**Things to do**.
A. Using the text on Lilly's Disarm acquisition, explain in one to three sentences why SARM1 inhibitors are being developed for neurological diseases.
B. In the article about Lilly acquiring Disarm Therapeutics, what up-front amount does Disarm receive?
C. Continue the article about Eli Lilly's acquisition of Disarm Therapeutics from its last sentence.

**Text section**.
Eli Lilly and Co.’s definitive agreement to acquire privately held Disarm Therapeutics Inc. brings Cambridge, Mass.-based Disarm $135 million up front and as much as $1.225 billion in additional future payments for potential development, regulatory and commercial milestones if Lilly successfully develops and commercializes therapies tied to the agreement.
The deal brings Lilly SARM1 inhibitors designed to treat peripheral neuropathy and other neurological diseases such as amyotrophic lateral sclerosis and multiple sclerosis (MS). SARM1 is part of a fundamental pathway driving axonal degeneration. The inhibitors, created to prevent axon loss, are in preclinical development.

**Available data**.
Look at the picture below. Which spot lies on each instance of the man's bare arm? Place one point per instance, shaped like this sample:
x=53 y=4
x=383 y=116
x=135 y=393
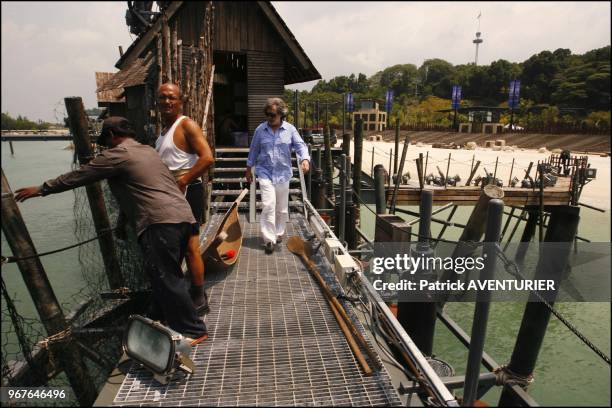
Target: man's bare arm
x=197 y=144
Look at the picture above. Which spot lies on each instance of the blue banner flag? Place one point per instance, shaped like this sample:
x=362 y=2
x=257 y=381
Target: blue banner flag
x=456 y=97
x=513 y=94
x=389 y=100
x=350 y=105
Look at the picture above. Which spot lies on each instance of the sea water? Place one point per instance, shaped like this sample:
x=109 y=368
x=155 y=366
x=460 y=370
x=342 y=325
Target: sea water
x=567 y=373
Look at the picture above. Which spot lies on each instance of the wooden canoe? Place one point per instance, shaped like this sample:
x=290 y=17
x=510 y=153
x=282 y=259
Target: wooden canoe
x=215 y=249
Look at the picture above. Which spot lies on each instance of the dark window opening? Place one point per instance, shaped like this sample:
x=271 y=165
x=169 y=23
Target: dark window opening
x=230 y=99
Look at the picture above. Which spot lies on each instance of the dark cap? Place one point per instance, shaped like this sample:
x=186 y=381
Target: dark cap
x=119 y=125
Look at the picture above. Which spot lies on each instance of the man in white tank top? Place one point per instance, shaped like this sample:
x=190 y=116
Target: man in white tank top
x=184 y=149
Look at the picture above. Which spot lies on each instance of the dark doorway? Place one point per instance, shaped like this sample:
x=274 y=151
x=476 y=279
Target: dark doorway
x=231 y=99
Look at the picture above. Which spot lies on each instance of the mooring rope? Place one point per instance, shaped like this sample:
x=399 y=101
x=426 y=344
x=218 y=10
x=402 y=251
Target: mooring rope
x=11 y=259
x=516 y=272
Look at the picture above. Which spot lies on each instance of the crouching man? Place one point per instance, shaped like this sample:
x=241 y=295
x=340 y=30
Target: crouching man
x=270 y=153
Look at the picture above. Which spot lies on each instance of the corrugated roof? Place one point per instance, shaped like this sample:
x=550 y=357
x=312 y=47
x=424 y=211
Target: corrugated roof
x=294 y=72
x=134 y=74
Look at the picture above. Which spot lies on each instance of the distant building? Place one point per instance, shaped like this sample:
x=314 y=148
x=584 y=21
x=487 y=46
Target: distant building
x=373 y=118
x=253 y=52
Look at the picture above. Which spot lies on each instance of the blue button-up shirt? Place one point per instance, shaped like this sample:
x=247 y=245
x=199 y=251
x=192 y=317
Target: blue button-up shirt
x=270 y=151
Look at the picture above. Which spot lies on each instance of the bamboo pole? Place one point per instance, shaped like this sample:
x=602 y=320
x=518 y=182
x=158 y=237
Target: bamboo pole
x=174 y=53
x=82 y=144
x=51 y=315
x=166 y=49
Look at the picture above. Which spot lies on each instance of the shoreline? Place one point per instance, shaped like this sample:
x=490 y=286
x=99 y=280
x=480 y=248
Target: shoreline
x=596 y=192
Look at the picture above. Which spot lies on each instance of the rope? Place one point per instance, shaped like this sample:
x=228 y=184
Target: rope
x=506 y=377
x=11 y=259
x=510 y=264
x=515 y=272
x=409 y=231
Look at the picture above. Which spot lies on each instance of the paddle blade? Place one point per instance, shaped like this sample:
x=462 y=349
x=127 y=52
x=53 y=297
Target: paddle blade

**Solved tasks**.
A. SARM1 is part of a fundamental pathway that drives axonal degeneration. The inhibitors were created to prevent axon loss, so they are being developed to treat peripheral neuropathy and other neurological diseases such as amyotrophic lateral sclerosis and multiple sclerosis.

B. $135 million.

C.
In October, Disarm reported preclinical data at the Society for Neuroscience meeting in Chicago showing small-molecule inhibitors of SARM1 protect axons in both in vitro and in vivo models of axonal degeneration. Protection from axonal degeneration was measured using neurofilament light chain, a downstream biomarker of axonal degeneration that can be detected in blood.
Further preclinical data from Disarm demonstrated that deleting SARM1 has a robust axonal-protective effect in experimental autoimmune encephalomyelitis (EAE), a well-accepted animal model of MS. Data from the EAE model showed SARM1 homozygous and heterozygous gene deletion markedly attenuates the increase in plasma neurofilament light (NfL), a biomarker of axonal degeneration and disease progression in MS. The magnitude of SARM1 effect on NfL was gene-dosage dependent. Axonal protection through SARM1 deletion led to a statistically significant reduction in demyelination via histological examination.
Commercial activity in the SARM1 space so far appears to be minimal, with Disarm and Nura Bio Inc. the only companies to publicly disclose work to develop medicines targeting the enzyme.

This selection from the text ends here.